USS Iowa (BB-53), a battleship that was never completed

Almost all of these cases stem from one of the world wars.1 Battleships, extremely expensive and relatively slow to build, tended to be sacrificed for other vessels in the press of wartime needs. Every single battleship that fought during WWII was laid down before its nation entered the war. During WWI, the British managed to complete a handful of battlecruisers, but even this was a major drop in capital ship production relative to their output before the war, and nobody else managed to do the same.2 Even a number of ships laid down before the war were suspended for the duration and subsequently cancelled. After the war, a new naval race between the US, Japan and Britain seemed to be brewing, before being averted by the Washington Naval Treaty. This allowed each country a small number of new ships, but most of the American and Japanese building programs would never see service.

### ENTRIES PROVIDED
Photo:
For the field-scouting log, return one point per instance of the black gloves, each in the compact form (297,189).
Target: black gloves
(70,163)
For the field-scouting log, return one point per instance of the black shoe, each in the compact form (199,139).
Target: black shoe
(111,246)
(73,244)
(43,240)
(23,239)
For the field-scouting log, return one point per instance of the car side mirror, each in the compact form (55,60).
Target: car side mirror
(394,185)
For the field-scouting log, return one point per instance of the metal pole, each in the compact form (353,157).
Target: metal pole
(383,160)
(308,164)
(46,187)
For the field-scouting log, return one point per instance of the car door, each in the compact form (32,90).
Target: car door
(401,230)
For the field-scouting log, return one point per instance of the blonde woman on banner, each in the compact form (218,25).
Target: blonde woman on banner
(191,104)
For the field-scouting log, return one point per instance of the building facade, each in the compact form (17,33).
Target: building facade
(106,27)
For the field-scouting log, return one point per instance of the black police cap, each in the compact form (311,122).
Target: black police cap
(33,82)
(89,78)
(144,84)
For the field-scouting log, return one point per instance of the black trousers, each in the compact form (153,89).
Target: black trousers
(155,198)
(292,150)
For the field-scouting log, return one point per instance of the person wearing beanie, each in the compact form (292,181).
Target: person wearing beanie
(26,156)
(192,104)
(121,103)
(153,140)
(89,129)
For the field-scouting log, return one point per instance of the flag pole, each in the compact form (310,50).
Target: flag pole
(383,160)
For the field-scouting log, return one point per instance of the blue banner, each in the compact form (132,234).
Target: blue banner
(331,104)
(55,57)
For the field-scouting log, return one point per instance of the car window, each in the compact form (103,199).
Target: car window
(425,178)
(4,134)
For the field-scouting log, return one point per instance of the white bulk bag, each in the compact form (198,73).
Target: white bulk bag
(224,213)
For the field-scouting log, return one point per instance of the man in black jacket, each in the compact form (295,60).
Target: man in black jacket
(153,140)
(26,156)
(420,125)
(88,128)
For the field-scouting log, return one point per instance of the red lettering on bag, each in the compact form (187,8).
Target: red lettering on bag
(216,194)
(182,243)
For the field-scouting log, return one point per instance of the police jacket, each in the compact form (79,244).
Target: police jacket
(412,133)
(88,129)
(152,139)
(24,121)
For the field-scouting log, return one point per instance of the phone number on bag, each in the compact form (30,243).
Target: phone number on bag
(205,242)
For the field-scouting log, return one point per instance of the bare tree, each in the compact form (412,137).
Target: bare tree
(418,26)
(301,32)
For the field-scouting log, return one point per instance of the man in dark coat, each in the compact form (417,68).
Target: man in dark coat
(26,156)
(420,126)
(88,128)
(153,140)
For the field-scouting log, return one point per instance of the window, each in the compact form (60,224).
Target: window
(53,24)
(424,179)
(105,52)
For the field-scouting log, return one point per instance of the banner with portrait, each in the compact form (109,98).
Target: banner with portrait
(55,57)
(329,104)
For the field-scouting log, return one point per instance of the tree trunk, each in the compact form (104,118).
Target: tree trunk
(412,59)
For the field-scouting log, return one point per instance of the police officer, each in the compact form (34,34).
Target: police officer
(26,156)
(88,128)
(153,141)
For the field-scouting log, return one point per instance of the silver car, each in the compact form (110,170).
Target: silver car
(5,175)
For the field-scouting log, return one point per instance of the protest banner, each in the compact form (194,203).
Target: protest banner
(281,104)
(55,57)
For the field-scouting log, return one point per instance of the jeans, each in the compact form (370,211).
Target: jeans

### TASK 1
Reproduce the battleship passage between "Almost all of" and "never see service.", inclusive.
### TASK 2
Summarize the battleship passage in two sentences.

### COMPLETE ANSWER 1
Almost all of these cases stem from one of the world wars.1 Battleships, extremely expensive and relatively slow to build, tended to be sacrificed for other vessels in the press of wartime needs. Every single battleship that fought during WWII was laid down before its nation entered the war. During WWI, the British managed to complete a handful of battlecruisers, but even this was a major drop in capital ship production relative to their output before the war, and nobody else managed to do the same.2 Even a number of ships laid down before the war were suspended for the duration and subsequently cancelled. After the war, a new naval race between the US, Japan and Britain seemed to be brewing, before being averted by the Washington Naval Treaty. This allowed each country a small number of new ships, but most of the American and Japanese building programs would never see service.

### COMPLETE ANSWER 2
Almost all cases of unfinished battleships stem from the world wars, because these expensive, slow-to-build ships tended to be sacrificed for other vessels in wartime, and even some laid down before the war were suspended and then cancelled. After the war, the Washington Naval Treaty averted a new naval race between the US, Japan and Britain, and most of the American and Japanese building programs never saw service.